■ Entries shown
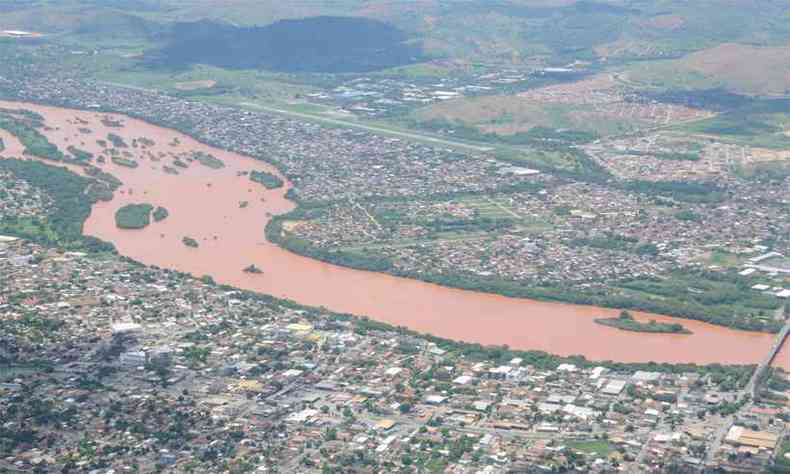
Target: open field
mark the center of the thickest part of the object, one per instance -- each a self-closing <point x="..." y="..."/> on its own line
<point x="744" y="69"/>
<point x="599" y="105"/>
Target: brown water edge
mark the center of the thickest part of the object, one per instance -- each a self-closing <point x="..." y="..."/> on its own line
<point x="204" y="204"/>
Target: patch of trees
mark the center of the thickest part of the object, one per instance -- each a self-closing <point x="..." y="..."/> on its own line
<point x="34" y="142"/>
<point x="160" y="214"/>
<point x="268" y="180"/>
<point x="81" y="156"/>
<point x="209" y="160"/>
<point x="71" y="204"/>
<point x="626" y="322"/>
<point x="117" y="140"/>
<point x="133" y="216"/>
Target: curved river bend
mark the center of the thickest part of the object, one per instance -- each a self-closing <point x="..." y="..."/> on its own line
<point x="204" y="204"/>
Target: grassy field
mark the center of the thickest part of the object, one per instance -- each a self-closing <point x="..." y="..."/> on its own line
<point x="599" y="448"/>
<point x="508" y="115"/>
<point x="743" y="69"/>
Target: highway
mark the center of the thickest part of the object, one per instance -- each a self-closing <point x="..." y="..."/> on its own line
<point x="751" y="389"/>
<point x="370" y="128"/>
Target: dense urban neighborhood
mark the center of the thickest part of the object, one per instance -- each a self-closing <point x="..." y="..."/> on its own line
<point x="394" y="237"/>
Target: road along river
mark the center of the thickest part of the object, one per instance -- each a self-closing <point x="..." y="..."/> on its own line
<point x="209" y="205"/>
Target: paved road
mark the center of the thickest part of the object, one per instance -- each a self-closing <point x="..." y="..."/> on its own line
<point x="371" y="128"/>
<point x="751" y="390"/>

■ Your goal
Update the material above by putting "widest part" in place of every "thickest part", with all else unchanged. Leave the pictures out.

■ The completed task
Target: open field
mark the center of the widest part of the object, one per instance -- each a self-closing <point x="..." y="..."/> on its own line
<point x="744" y="69"/>
<point x="599" y="105"/>
Target: brown water edge
mark the center of the widest part of the object, one per instance -- each a self-closing <point x="..." y="..."/> on its own line
<point x="204" y="204"/>
Target: patch of trees
mark the center of the widest part of the object, one per instance -- each a self-closing <point x="..." y="..."/> on its own line
<point x="34" y="142"/>
<point x="160" y="214"/>
<point x="268" y="180"/>
<point x="81" y="156"/>
<point x="209" y="160"/>
<point x="71" y="204"/>
<point x="626" y="322"/>
<point x="117" y="140"/>
<point x="133" y="216"/>
Target: curved river bend
mark the center of the widest part of the object, one per instance -- each a self-closing <point x="..." y="..."/> on its own line
<point x="204" y="204"/>
Target: grassy field
mark the center of the widest part of the object, one per instance -- each a self-closing <point x="..." y="..."/> on its own line
<point x="599" y="448"/>
<point x="508" y="115"/>
<point x="743" y="69"/>
Target: highway
mark the center of the widest part of the object, one per instance -- each a self-closing <point x="..." y="..."/> on its own line
<point x="751" y="389"/>
<point x="370" y="128"/>
Target: dense urban neighborhood
mark the center of the widest part of the object, one per instance -- each a self-closing <point x="..." y="..."/> on its own line
<point x="394" y="237"/>
Target: road along river
mark the center of the widest part of the object, one per instance -- each a self-closing <point x="..." y="..."/> on its own line
<point x="209" y="205"/>
Target: paved road
mark the center of the widest part of the object, one per instance -- each a self-closing <point x="..." y="..."/> on its own line
<point x="371" y="128"/>
<point x="751" y="390"/>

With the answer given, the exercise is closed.